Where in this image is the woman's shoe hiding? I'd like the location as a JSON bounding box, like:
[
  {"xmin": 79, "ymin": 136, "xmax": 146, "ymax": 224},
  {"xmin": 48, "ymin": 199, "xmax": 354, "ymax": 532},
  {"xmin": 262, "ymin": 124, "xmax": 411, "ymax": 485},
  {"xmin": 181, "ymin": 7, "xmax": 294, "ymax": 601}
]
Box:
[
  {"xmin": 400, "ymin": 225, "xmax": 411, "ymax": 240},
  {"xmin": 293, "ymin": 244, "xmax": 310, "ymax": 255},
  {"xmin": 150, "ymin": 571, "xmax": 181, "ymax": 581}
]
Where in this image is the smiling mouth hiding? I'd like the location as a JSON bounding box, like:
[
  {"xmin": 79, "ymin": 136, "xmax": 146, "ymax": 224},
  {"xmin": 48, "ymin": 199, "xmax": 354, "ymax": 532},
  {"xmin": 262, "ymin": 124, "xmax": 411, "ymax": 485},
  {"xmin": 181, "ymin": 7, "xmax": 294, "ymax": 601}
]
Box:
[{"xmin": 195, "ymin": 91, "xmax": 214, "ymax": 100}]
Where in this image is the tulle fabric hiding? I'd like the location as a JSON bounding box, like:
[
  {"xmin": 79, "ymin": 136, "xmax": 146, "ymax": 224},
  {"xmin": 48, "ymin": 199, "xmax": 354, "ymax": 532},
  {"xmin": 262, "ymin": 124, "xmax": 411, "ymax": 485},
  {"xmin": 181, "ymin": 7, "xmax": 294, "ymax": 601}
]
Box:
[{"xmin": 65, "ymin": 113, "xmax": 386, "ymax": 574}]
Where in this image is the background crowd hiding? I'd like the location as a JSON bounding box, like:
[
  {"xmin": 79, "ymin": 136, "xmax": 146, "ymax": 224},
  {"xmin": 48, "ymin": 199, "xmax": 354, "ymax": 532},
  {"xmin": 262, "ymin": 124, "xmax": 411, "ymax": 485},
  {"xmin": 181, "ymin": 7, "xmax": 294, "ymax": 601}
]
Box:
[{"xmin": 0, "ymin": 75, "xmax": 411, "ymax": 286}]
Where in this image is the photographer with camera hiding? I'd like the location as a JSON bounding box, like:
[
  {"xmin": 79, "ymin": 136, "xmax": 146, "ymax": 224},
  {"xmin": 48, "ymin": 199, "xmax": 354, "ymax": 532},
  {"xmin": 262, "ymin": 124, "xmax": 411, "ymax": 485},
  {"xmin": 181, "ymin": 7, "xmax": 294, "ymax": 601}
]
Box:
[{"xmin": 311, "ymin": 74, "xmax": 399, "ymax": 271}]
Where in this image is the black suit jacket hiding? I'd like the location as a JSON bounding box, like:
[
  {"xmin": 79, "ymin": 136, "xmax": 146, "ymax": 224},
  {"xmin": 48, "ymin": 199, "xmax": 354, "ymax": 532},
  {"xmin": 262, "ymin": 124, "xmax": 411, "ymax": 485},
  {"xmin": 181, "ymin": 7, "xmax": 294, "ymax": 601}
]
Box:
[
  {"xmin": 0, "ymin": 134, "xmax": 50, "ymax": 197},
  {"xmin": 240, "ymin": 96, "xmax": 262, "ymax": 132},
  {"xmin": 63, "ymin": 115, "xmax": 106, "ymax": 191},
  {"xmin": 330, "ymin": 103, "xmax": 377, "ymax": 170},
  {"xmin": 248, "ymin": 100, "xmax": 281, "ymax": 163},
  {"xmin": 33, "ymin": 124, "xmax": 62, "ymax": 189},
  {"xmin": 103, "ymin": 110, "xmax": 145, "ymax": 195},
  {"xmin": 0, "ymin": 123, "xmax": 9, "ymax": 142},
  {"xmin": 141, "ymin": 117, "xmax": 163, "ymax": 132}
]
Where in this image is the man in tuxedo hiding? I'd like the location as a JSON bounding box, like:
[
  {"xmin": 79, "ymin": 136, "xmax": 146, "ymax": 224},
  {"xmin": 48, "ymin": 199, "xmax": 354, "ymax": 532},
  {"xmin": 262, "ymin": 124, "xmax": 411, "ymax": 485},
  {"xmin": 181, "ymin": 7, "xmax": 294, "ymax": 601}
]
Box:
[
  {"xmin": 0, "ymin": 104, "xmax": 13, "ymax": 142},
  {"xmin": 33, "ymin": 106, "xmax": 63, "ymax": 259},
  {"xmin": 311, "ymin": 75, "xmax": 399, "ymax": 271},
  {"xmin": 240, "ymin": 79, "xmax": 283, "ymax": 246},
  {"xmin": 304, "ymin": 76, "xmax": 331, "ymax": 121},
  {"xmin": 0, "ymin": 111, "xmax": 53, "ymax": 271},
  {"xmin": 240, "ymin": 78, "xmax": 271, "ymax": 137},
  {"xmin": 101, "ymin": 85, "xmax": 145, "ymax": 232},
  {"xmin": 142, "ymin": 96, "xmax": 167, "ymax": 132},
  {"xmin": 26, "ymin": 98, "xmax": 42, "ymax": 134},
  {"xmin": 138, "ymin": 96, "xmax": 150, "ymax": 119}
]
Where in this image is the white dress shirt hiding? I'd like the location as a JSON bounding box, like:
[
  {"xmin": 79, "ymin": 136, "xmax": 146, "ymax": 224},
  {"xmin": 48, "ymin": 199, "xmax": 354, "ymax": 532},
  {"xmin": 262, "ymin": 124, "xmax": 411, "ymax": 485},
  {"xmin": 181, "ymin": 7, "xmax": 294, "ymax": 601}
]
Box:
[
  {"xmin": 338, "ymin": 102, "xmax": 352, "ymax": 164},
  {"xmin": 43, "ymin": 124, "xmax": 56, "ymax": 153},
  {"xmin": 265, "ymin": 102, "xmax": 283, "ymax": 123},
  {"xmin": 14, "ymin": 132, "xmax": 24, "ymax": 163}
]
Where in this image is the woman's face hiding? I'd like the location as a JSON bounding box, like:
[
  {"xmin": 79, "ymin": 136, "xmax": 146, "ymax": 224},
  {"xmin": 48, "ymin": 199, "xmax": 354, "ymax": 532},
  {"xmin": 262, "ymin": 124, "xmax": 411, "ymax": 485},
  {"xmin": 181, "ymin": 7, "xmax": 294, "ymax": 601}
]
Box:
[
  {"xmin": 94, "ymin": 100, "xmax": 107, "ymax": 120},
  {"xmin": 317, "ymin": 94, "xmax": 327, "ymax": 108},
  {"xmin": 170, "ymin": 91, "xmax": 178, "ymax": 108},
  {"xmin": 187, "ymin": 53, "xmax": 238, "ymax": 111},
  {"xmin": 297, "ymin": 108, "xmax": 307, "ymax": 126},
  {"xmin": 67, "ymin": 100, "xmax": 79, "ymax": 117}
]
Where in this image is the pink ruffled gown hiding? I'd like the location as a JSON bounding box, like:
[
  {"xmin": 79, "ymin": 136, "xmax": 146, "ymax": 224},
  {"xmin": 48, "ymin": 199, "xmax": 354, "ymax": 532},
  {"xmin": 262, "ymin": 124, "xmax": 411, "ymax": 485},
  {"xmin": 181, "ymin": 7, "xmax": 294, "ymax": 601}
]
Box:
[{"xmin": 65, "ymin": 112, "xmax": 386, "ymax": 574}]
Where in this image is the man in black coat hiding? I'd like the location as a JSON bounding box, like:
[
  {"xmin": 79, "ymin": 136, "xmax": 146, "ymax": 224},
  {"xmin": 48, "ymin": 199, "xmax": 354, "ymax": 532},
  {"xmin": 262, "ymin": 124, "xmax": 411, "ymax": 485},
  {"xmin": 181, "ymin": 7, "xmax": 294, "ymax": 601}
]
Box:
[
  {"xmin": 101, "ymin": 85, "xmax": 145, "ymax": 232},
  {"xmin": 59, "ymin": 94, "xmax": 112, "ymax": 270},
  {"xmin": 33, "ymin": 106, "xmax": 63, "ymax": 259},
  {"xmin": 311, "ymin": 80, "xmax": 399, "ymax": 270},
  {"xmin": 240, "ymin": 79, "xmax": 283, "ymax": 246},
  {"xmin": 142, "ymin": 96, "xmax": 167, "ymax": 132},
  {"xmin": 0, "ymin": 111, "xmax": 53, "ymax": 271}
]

* * *

**Problem:** Exactly and only the lines from the line containing "Where in this image is the man in black" through the last line of the entries should be copied, both ends included.

**Output below:**
Where in this image is the man in black coat hiding? I'd like the location as a JSON bounding box, like:
[
  {"xmin": 79, "ymin": 136, "xmax": 146, "ymax": 224},
  {"xmin": 48, "ymin": 199, "xmax": 354, "ymax": 532},
  {"xmin": 262, "ymin": 124, "xmax": 411, "ymax": 485},
  {"xmin": 181, "ymin": 7, "xmax": 294, "ymax": 601}
]
Box:
[
  {"xmin": 101, "ymin": 85, "xmax": 145, "ymax": 232},
  {"xmin": 59, "ymin": 94, "xmax": 112, "ymax": 270},
  {"xmin": 33, "ymin": 106, "xmax": 63, "ymax": 259},
  {"xmin": 311, "ymin": 80, "xmax": 399, "ymax": 270},
  {"xmin": 240, "ymin": 79, "xmax": 283, "ymax": 246},
  {"xmin": 142, "ymin": 96, "xmax": 167, "ymax": 132},
  {"xmin": 0, "ymin": 111, "xmax": 53, "ymax": 271}
]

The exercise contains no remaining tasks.